Segment Start: Dataset extract

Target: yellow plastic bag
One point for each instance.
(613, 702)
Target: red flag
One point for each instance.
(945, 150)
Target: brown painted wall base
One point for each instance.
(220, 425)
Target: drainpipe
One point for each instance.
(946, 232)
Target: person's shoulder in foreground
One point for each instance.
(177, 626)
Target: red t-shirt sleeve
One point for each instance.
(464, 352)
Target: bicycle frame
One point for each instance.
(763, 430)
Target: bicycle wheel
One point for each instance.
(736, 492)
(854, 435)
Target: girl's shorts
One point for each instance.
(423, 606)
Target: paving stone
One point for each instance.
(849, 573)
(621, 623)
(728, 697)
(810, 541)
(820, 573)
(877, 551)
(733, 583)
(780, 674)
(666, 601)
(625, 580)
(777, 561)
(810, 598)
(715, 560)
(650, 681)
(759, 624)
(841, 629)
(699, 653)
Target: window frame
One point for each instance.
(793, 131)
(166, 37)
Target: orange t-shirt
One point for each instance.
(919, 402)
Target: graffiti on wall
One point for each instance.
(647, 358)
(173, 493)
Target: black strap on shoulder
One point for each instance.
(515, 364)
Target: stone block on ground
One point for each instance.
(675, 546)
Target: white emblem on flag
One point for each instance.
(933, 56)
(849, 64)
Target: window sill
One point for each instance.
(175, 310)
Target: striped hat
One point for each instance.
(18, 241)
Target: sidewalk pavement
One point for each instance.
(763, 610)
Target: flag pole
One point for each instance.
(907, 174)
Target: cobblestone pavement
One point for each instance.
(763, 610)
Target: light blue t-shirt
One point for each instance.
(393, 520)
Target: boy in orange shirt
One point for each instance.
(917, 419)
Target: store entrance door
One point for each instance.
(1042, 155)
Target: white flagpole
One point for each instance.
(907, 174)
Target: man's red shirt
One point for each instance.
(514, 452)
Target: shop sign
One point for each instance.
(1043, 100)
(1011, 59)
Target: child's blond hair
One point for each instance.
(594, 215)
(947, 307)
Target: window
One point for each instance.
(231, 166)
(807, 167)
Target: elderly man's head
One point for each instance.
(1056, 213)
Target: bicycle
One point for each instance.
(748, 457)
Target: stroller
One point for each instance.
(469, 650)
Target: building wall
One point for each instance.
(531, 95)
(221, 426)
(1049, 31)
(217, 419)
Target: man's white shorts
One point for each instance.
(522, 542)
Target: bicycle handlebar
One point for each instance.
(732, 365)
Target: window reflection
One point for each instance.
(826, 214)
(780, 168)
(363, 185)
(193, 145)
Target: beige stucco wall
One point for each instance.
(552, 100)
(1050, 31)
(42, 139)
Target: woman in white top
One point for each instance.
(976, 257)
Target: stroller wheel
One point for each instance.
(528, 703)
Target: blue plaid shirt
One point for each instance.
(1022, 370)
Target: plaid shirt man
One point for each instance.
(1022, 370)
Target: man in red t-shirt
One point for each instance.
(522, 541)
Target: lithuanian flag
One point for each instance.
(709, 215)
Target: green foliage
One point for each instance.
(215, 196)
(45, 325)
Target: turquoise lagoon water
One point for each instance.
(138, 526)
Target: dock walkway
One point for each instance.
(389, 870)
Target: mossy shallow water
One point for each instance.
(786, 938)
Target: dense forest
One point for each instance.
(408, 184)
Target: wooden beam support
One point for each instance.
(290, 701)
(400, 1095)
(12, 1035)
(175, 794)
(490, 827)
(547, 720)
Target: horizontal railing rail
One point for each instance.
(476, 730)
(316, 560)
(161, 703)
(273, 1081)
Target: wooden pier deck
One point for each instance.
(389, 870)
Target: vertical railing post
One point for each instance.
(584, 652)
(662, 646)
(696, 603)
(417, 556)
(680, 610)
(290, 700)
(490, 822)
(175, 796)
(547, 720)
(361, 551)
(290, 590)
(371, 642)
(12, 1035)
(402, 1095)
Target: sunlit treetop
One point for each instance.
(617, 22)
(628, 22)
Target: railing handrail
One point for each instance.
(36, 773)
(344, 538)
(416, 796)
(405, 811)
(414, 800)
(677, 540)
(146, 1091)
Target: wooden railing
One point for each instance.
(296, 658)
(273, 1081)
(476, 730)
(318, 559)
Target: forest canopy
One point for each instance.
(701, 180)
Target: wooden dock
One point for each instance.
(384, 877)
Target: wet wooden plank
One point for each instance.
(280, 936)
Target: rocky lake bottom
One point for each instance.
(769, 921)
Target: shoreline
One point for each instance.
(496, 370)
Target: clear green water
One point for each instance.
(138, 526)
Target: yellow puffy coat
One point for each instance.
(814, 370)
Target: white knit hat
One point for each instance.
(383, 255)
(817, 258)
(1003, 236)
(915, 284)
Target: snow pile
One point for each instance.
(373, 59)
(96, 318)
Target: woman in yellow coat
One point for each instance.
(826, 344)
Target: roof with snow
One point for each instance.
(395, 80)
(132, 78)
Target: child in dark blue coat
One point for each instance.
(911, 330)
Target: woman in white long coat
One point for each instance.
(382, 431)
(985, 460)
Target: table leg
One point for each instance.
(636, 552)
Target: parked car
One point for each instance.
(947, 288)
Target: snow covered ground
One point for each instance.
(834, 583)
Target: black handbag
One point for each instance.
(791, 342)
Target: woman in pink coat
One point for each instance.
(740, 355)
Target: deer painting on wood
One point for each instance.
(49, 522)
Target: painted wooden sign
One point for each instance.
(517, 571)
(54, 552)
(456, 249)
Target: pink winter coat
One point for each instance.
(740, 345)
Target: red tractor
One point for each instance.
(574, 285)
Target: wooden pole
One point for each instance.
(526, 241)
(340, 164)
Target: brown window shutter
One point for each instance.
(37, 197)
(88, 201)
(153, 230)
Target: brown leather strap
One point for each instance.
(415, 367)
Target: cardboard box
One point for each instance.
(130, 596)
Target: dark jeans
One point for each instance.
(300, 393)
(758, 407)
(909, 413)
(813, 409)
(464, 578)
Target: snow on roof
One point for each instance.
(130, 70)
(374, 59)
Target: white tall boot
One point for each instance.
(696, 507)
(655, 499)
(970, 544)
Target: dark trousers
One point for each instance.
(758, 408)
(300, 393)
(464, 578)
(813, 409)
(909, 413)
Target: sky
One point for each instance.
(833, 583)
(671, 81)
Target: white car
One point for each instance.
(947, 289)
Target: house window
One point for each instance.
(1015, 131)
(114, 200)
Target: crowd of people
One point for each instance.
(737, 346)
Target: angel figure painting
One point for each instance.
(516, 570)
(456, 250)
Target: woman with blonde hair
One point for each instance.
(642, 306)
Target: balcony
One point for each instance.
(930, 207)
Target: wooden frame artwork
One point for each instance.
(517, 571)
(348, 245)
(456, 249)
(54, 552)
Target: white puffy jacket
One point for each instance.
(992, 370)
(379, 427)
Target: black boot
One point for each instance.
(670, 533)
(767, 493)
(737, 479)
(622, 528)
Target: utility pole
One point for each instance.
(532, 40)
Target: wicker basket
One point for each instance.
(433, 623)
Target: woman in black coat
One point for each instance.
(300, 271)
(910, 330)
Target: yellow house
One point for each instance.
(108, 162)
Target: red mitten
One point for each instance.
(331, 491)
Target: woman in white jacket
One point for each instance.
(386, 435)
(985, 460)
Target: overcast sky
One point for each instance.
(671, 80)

Segment End: Dataset extract

• Required action: Set down exactly the lines of the data above, beginning with the line that has "Target: wooden pole" and ending with the line that has "Target: dark jeans", and no others.

• Response to this exercise:
Target: wooden pole
One point for each instance.
(526, 241)
(340, 164)
Target: brown window shutter
One point for each instance.
(37, 197)
(88, 201)
(153, 230)
Target: brown leather strap
One point for each instance.
(415, 367)
Target: cardboard box
One point for each instance.
(130, 596)
Target: dark jeans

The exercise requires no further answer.